What the task asks
Could you give all the entries below again, with "placing a marker" changed to "putting a dot" every time it occurs and nothing else altered?

Given records
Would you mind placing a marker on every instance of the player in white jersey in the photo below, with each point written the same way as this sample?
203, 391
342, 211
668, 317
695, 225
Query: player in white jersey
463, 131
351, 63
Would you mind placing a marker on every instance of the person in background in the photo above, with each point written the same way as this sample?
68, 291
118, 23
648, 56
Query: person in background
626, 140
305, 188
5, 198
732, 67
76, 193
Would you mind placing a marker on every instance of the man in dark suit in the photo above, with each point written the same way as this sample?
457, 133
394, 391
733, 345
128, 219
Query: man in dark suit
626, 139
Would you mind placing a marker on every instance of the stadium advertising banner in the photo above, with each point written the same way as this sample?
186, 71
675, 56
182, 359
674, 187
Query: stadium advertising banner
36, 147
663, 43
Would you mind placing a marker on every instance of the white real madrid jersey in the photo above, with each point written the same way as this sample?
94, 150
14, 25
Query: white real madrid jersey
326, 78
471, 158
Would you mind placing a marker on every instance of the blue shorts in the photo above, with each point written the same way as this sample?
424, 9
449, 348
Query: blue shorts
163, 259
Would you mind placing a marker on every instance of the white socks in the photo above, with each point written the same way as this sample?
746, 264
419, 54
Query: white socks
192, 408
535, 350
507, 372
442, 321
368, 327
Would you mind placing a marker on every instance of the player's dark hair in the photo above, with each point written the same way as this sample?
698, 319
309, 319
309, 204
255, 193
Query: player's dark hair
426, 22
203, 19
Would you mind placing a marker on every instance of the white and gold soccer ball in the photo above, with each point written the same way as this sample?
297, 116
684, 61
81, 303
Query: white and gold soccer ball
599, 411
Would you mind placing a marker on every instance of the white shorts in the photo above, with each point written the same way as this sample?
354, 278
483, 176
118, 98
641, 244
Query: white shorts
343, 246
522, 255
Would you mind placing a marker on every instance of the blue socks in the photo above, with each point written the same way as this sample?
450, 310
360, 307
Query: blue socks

Solution for this exercise
Would you mind putting a dot on every instance of the player in white jersey in the photo below, with each point written the same way as this sample?
203, 391
342, 211
668, 317
695, 225
Query: player in white jersey
463, 131
351, 63
Would you mind putting a dot on every instance of the person in background in the photo above, with each point written the same way as this sample?
68, 291
118, 23
648, 56
Query: person in background
626, 140
305, 188
5, 198
732, 67
76, 193
Would you mind putting a dot on every instance of the man in dark suit in the photo above, with each point written the same way as this sample?
457, 133
394, 391
733, 345
128, 219
Query: man in dark suit
626, 139
Would you mind putting a dot on every instance of the stadium advertising banner in the photo above, with each point written the same way as this sample?
186, 71
675, 56
182, 359
674, 187
Query: stadium advertising banner
36, 147
663, 43
Would you mind putting a dot on every instance of the white real madrid jersey in the photo above, with each point written the same way as this sample?
94, 150
14, 25
Query: white real madrid jersey
326, 78
471, 158
Would you mind putting a dot on every instance of the blue shorts in the photo above, with each point written the same way as this sample?
424, 9
449, 348
Query: blue shorts
163, 259
Would you mind putting a dot on every instance of the white socks in the photo above, with each point written the same way as this sample?
746, 264
419, 54
Query: white socks
192, 408
535, 350
507, 372
442, 321
368, 327
Would you mind putting a dot on every instance of the player's dark hair in the photo above, with each point written the same way as this sample?
698, 319
309, 319
309, 204
255, 193
Query: player's dark hair
426, 22
203, 19
Would you mind putting a dot on every instance of the white and gold soccer ball in the photo above, with each point written the same way as this sample?
297, 116
684, 61
81, 303
Query: white and gold soccer ball
599, 411
Would you mind putting a dot on every instance of the white shorts in the photo above, with each point written the same way as this sample?
354, 278
483, 176
118, 98
641, 244
Query: white shorts
343, 246
522, 255
Would you mind putting a dot on every instance of the blue socks in the photo above, with each point written the same way as this sample?
450, 310
360, 307
Query: blue socks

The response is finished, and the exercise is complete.